:: Excerpt

# Bedtime routine



## svdreamer (Feb 20, 2010)

Getting everyone to bed is quite a long drawn out prodution here. 10 minutes before bed, I let open the gate to the backyard and most run out to run around and do their busness. I then have to get Gonzo (buried in a blanket) and shoo him outside because he hates the cold. Next I have to shoo out Lexxi. Then pick up Tico and walk him outside and place him by the gate so he can go and not get lost. (He's mostly blind and sometimes can't find his way back when it's really dark) After they are through, I pick up Pepper and Smoke, otherwise they will spend an hour running around the house exploring, chasing a cat or two, or marking something (rarely) I put them in the top crate because Pepper can get through the baby gate in my bedroom and Smoke will bother the cats if I am not in the room. And put Twiggy in her crate as she can get through the baby gate, too. Then I go back to get any stragglers, usually Lexxi eating the dog food in the kitchen even thought it is the same food she has in the dog room, I guess it tastes better since it's in an other room, and Tico and carry him into the room because he gets lost sometimes trying to find my bedroom. The two girls, Lexxi and Xena, can jump up on the bed, but I have to pick up all the rest. Last thing is to take Pepper and Smoke out of the crate. Pepper is the most restless sleeper I have even seen. Even as a baby, he was constantly changing postions and moving around. Once I am in bed, his favorite thing to do is pace up and down on top of my side from my shoulders to my feet.

::::
:: Rows

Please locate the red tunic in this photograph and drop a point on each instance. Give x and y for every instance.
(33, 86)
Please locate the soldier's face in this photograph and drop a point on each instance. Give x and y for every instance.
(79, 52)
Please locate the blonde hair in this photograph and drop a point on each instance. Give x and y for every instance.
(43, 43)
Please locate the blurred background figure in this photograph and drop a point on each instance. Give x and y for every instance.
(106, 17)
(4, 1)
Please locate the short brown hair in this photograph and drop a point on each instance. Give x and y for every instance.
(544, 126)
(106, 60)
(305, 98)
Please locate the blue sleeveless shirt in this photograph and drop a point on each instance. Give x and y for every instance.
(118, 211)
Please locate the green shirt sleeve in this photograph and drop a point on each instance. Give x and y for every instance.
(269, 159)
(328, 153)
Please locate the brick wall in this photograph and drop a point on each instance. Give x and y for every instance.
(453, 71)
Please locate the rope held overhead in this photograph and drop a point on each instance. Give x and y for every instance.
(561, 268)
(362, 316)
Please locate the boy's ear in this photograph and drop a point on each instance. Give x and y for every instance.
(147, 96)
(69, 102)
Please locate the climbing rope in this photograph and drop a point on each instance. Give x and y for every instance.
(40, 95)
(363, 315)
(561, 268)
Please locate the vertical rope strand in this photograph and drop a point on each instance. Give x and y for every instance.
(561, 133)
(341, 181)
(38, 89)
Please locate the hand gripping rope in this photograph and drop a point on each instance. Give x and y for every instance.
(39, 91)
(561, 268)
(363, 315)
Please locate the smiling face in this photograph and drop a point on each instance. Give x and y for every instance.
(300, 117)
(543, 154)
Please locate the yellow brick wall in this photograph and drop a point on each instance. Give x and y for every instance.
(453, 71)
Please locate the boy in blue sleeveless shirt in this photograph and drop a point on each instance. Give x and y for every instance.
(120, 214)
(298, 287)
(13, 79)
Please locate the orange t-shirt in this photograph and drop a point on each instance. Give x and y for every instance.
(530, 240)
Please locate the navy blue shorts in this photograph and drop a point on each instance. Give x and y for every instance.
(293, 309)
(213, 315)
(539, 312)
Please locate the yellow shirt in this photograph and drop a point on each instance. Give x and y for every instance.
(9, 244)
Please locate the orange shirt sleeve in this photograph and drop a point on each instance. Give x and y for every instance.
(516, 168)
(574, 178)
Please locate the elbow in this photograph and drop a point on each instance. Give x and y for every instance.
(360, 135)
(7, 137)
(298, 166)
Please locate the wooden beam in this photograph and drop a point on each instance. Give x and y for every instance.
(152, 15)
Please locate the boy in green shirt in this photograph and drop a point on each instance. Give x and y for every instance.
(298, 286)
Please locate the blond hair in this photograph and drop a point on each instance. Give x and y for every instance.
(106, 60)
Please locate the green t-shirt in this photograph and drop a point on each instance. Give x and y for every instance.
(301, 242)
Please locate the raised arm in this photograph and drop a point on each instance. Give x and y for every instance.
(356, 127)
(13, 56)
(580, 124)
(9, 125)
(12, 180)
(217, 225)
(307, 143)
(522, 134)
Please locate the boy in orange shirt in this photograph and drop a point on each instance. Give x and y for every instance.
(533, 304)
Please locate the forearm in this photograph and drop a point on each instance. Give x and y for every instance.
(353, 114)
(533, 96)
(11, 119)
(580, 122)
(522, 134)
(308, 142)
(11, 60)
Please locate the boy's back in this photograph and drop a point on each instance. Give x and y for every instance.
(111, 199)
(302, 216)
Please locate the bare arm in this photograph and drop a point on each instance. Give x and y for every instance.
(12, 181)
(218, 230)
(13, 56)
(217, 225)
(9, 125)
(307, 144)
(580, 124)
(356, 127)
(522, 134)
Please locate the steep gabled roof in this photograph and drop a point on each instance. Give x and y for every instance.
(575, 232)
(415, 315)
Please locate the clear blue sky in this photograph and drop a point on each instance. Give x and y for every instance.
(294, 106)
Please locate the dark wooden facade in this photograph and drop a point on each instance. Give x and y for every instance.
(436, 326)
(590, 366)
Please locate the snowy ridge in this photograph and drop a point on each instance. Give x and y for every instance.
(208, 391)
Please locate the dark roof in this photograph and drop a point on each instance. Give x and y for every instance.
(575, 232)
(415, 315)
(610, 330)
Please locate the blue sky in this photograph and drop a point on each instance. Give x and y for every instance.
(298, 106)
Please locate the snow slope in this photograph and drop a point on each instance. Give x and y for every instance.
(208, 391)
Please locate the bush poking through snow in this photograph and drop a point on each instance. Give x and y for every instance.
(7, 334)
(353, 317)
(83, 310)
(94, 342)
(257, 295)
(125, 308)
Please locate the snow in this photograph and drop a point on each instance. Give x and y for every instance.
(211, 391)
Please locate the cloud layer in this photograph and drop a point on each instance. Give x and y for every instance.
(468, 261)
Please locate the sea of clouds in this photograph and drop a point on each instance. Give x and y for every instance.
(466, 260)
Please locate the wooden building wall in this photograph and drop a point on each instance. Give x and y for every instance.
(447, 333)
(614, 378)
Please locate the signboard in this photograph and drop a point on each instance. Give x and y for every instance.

::::

* _Required task 1_:
Answer the following from the bedtime routine post.
(a) What is Gonzo buried in when the writer comes to get him?
(b) Which two dogs can jump up on the bed without help?
(c) What is Pepper's favorite thing to do once the writer is in bed?
* _Required task 2_: Carry on the forum post about the bedtime routine past its last sentence.

* _Expected answer 1_:
(a) A blanket.
(b) Lexxi and Xena.
(c) Pace up and down on top of the writer's side, from the shoulders to the feet.

* _Expected answer 2_:
----------



## ExoticChis (Jun 20, 2010)

wow sounds like you have it all sorted! That would be hectic to me!


----------



## kimr (Nov 14, 2010)

Do you have 8???

I can't imagine! My two cause more chaos at bedtime than my kids did when they were little...Seriously...If I added 6 more to the mix, I'd never get to sleep!


----------



## svdreamer (Feb 20, 2010)

Actually I have 10 that sleep in my room, but Twiggy is in her crate and Ling Ling sleeps on the floor next to my bed, the rest sleep in bed with me. Bouncer joins us in the morning when my daughter goes off to school. Marmalade and the puppies stay in the dog room. Once in bed, they usually settle down pretty fast. Pepper wants to clean my face, Reggies wants to clean my nose, inside and out, and Xena, Gonzo and Billy like to clean my legs/feet. Once that's stopped/over, then we can all sleep.


----------



## ExoticChis (Jun 20, 2010)

kimr said:


> Do you have 8???
> 
> I can't imagine! My two cause more chaos at bedtime than my kids did when they were little...Seriously...If I added 6 more to the mix, I'd never get to sleep!


oh great! I am getting my 2nd chi in a few weeks, is it really that much chaos with 2?


----------



## Ivy's mom (Feb 15, 2008)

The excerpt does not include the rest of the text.